▼▼▼

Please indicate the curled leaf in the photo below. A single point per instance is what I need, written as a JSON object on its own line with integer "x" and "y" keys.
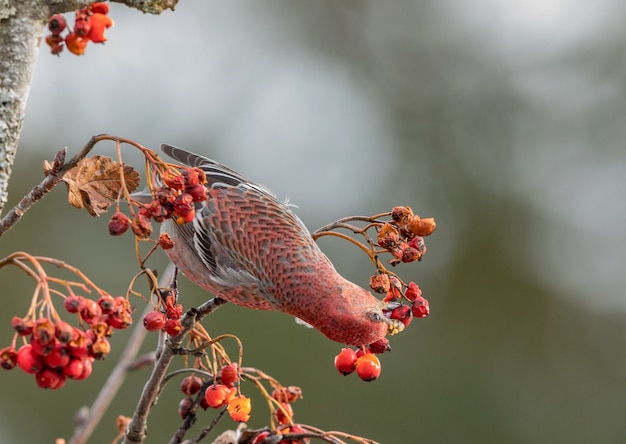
{"x": 95, "y": 183}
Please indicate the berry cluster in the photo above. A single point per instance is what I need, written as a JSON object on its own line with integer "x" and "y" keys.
{"x": 176, "y": 199}
{"x": 90, "y": 23}
{"x": 54, "y": 350}
{"x": 363, "y": 360}
{"x": 218, "y": 394}
{"x": 167, "y": 320}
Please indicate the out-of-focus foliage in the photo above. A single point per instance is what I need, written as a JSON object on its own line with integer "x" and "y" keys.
{"x": 504, "y": 120}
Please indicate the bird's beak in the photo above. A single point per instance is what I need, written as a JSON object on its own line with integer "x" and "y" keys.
{"x": 394, "y": 326}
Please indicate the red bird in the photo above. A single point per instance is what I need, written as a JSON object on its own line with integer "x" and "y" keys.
{"x": 250, "y": 249}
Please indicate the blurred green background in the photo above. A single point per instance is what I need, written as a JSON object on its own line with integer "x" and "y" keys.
{"x": 503, "y": 120}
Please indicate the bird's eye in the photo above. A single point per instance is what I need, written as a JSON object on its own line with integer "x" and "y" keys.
{"x": 374, "y": 316}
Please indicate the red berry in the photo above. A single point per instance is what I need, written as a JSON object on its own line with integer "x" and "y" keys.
{"x": 49, "y": 378}
{"x": 420, "y": 308}
{"x": 8, "y": 358}
{"x": 191, "y": 385}
{"x": 43, "y": 331}
{"x": 287, "y": 394}
{"x": 22, "y": 326}
{"x": 380, "y": 346}
{"x": 218, "y": 395}
{"x": 63, "y": 331}
{"x": 90, "y": 311}
{"x": 197, "y": 192}
{"x": 100, "y": 348}
{"x": 229, "y": 374}
{"x": 260, "y": 438}
{"x": 190, "y": 177}
{"x": 285, "y": 415}
{"x": 99, "y": 8}
{"x": 402, "y": 314}
{"x": 183, "y": 206}
{"x": 345, "y": 361}
{"x": 58, "y": 358}
{"x": 368, "y": 367}
{"x": 81, "y": 24}
{"x": 87, "y": 369}
{"x": 172, "y": 327}
{"x": 118, "y": 224}
{"x": 184, "y": 407}
{"x": 74, "y": 368}
{"x": 56, "y": 24}
{"x": 154, "y": 321}
{"x": 28, "y": 361}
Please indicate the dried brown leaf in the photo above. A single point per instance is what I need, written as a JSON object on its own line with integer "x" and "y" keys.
{"x": 95, "y": 183}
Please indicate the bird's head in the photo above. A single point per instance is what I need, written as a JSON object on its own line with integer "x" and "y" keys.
{"x": 358, "y": 318}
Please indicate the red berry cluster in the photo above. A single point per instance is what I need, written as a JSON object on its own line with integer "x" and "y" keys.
{"x": 221, "y": 393}
{"x": 176, "y": 199}
{"x": 55, "y": 350}
{"x": 90, "y": 23}
{"x": 403, "y": 237}
{"x": 167, "y": 320}
{"x": 363, "y": 360}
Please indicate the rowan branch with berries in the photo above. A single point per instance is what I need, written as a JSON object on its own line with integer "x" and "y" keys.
{"x": 54, "y": 348}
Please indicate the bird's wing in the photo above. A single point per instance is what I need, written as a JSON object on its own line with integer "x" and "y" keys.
{"x": 242, "y": 231}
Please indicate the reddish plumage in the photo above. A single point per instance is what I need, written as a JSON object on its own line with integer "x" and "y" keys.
{"x": 250, "y": 249}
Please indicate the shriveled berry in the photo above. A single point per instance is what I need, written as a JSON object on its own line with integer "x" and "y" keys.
{"x": 388, "y": 236}
{"x": 73, "y": 303}
{"x": 345, "y": 361}
{"x": 412, "y": 292}
{"x": 197, "y": 192}
{"x": 401, "y": 215}
{"x": 229, "y": 374}
{"x": 422, "y": 227}
{"x": 239, "y": 408}
{"x": 190, "y": 385}
{"x": 165, "y": 241}
{"x": 184, "y": 407}
{"x": 174, "y": 180}
{"x": 118, "y": 224}
{"x": 368, "y": 367}
{"x": 380, "y": 283}
{"x": 141, "y": 226}
{"x": 172, "y": 327}
{"x": 420, "y": 308}
{"x": 154, "y": 321}
{"x": 218, "y": 395}
{"x": 90, "y": 311}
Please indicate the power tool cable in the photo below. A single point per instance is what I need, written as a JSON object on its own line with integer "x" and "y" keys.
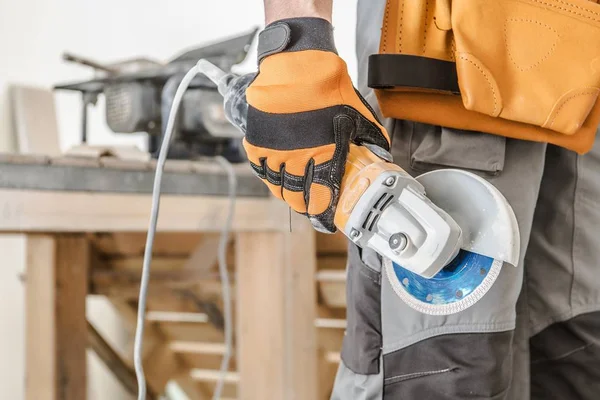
{"x": 222, "y": 250}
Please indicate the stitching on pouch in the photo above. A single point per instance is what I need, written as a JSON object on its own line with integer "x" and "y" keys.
{"x": 486, "y": 78}
{"x": 576, "y": 6}
{"x": 552, "y": 48}
{"x": 400, "y": 28}
{"x": 425, "y": 29}
{"x": 567, "y": 10}
{"x": 418, "y": 374}
{"x": 565, "y": 101}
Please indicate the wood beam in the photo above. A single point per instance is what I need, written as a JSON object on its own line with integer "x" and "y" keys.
{"x": 277, "y": 346}
{"x": 56, "y": 341}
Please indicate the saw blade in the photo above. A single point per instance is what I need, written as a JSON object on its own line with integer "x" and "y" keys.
{"x": 458, "y": 286}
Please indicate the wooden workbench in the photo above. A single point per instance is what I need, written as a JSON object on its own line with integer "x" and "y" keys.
{"x": 60, "y": 207}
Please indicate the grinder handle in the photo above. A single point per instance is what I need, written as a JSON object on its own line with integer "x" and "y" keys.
{"x": 362, "y": 168}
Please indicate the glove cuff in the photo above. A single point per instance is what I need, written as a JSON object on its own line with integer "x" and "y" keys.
{"x": 296, "y": 34}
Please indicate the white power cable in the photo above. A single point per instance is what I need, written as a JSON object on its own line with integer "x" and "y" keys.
{"x": 222, "y": 251}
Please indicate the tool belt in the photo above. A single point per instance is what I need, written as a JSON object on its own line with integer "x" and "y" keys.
{"x": 525, "y": 69}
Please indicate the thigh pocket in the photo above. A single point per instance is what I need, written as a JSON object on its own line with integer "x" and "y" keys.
{"x": 433, "y": 147}
{"x": 362, "y": 343}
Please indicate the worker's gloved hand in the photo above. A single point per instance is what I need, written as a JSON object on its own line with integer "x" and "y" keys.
{"x": 303, "y": 113}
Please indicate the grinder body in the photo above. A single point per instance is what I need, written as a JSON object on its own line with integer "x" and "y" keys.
{"x": 440, "y": 256}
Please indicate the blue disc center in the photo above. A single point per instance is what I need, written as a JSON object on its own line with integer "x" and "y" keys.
{"x": 454, "y": 282}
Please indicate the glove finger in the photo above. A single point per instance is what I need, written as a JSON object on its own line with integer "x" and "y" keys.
{"x": 319, "y": 199}
{"x": 295, "y": 160}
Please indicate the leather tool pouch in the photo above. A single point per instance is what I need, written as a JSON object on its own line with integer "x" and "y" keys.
{"x": 526, "y": 69}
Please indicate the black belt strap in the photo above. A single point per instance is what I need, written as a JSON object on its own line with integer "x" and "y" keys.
{"x": 387, "y": 71}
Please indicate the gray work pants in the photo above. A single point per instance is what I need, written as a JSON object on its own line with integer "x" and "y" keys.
{"x": 536, "y": 333}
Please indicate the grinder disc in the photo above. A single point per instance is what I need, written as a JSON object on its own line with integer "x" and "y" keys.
{"x": 459, "y": 285}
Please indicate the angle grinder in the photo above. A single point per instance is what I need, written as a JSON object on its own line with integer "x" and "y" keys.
{"x": 442, "y": 250}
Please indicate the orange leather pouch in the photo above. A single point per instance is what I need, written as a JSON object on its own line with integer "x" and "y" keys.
{"x": 526, "y": 69}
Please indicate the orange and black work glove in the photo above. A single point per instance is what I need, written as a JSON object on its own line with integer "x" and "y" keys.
{"x": 303, "y": 113}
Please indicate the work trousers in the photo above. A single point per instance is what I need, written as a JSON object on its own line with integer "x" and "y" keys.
{"x": 536, "y": 334}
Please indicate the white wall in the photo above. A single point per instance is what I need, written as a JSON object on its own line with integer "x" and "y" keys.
{"x": 34, "y": 34}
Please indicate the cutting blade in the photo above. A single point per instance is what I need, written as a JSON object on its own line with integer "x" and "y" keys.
{"x": 459, "y": 285}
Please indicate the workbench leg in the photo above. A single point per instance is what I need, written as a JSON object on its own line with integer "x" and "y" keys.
{"x": 276, "y": 311}
{"x": 56, "y": 331}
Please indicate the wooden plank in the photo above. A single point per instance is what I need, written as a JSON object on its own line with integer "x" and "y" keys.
{"x": 56, "y": 324}
{"x": 332, "y": 262}
{"x": 133, "y": 243}
{"x": 126, "y": 284}
{"x": 276, "y": 313}
{"x": 186, "y": 331}
{"x": 160, "y": 363}
{"x": 78, "y": 174}
{"x": 114, "y": 362}
{"x": 332, "y": 288}
{"x": 102, "y": 212}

▲▲▲

WHAT YOU WILL DO:
Repeat word for word the lines running from the line containing "Please indicate the workbench" to the end of the entries above, inclusive.

ANSWER TO THIS PROBLEM:
Please indicate the workbench leg in the photo above. A single point per instance is what I need, written as a JSON object on its own line with integer "x" and "y" keys.
{"x": 276, "y": 311}
{"x": 56, "y": 331}
Please indicate the wooden plank in the photo above. A single point per instance is what I need, written as a JSON object on its own line with integer "x" and "y" keys.
{"x": 56, "y": 324}
{"x": 332, "y": 262}
{"x": 133, "y": 243}
{"x": 126, "y": 284}
{"x": 276, "y": 313}
{"x": 186, "y": 331}
{"x": 160, "y": 363}
{"x": 78, "y": 174}
{"x": 114, "y": 362}
{"x": 332, "y": 288}
{"x": 102, "y": 212}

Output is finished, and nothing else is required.